[TESTO FORNITO]:
“Il funambolo” di Jean Genet, regia di Daniele Salvo, con Melania Giglio, Andrea Giordana e Giuseppe Zeno. Al Vascello di Roma
L’artista e la domanda
È una riflessione teatrale sulla condizione di solitudine desertica, come diceva Jean Genet, sulla “regione disperata ed eclatante in cui opera l’artista”. Il funambolo, spettacolo di Daniele Salvo in scena al Vascello di Roma sull’omonimo testo di Genet, è un’esortazione: “Bada, bada di morire prima e che sia un morto a danzare sul filo”. La danza dell’artista si trova fra la morte e la creazione. Un grande filferrista dei nostri anni, Philippe Petit, annota nel suo Trattato di funambolismo: “Penserete: la mia ombra era fedele, mi ha portato fin qui, e se per caso il coraggio mi venisse a mancare, getterò alla rinfusa sul filo il cadavere dei miei ricordi fino a trovarmi nel cuore di un uragano, per meglio scalare ciò che mi riempie di terrore”.
Genet, che attraversava una crisi artistica e personale intensa – incominciata nel 1952 in coincidenza con la pubblicazione del libro di Jean-Paul Sartre Santo Genet, commediante e martire – scrisse Il funambolo nel 1957 dopo avere incontrato Abdallah Bentaga. Bentaga era un acrobata algerino di 18 anni che il quarantaseienne scrittore cercherà di trasformare in un filferrista d’eccezione. Gli fa frequentare dei corsi, lo allena lui stesso, lo spinge nella regione disperata dalla quale si genera ogni creazione, lo strema con la ferita d’una solitudine incomunicabile, fardello e singolarità d’ogni artista, che sia un funambolo, un poeta, uno scultore, un pittore o un uomo di teatro.
Qualche anno dopo, Abdallah cade dal filo durante una tournée in Kuwait del circo Orfei per il quale lavorava e la sua carriera rovina a terra con lui. Il giovane e lo scrittore vivranno ancora qualche anno insieme, fino al 1962, e nel ’64 Abdallah ventottenne si suiciderà nel suo piccolo appartamento parigino tagliandosi le vene dopo avere ingerito Nembutal, lo stesso sonnifero che il suo mentore e compagno usava. Da quel momento e fino alla propria morte nel 1986 Genet non scriverà praticamente più né letteratura né teatro, limitandosi a saggi e interventi spesso di impronta politica.

[DATI ESTRATTI]:

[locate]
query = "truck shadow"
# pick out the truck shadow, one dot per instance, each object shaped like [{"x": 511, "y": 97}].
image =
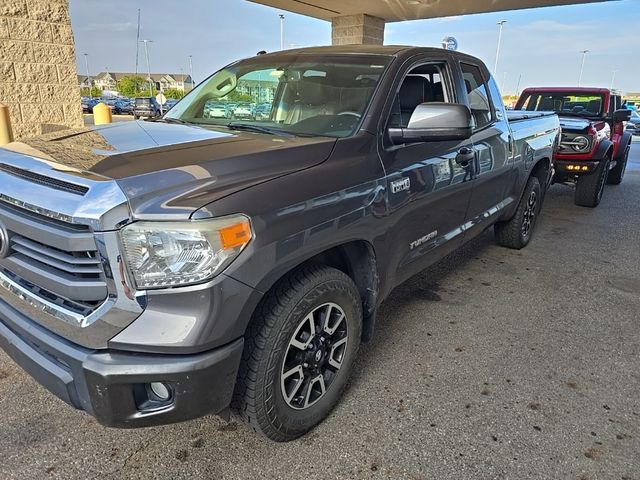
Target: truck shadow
[{"x": 422, "y": 287}]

[RICHIESTA]: Estrai alla lettera dal testo sullo spettacolo Il funambolo il passo che va da “Qualche anno dopo, Abdallah” fino a “di impronta politica.” incluso.

[RISPOSTA]:
Qualche anno dopo, Abdallah cade dal filo durante una tournée in Kuwait del circo Orfei per il quale lavorava e la sua carriera rovina a terra con lui. Il giovane e lo scrittore vivranno ancora qualche anno insieme, fino al 1962, e nel ’64 Abdallah ventottenne si suiciderà nel suo piccolo appartamento parigino tagliandosi le vene dopo avere ingerito Nembutal, lo stesso sonnifero che il suo mentore e compagno usava. Da quel momento e fino alla propria morte nel 1986 Genet non scriverà praticamente più né letteratura né teatro, limitandosi a saggi e interventi spesso di impronta politica.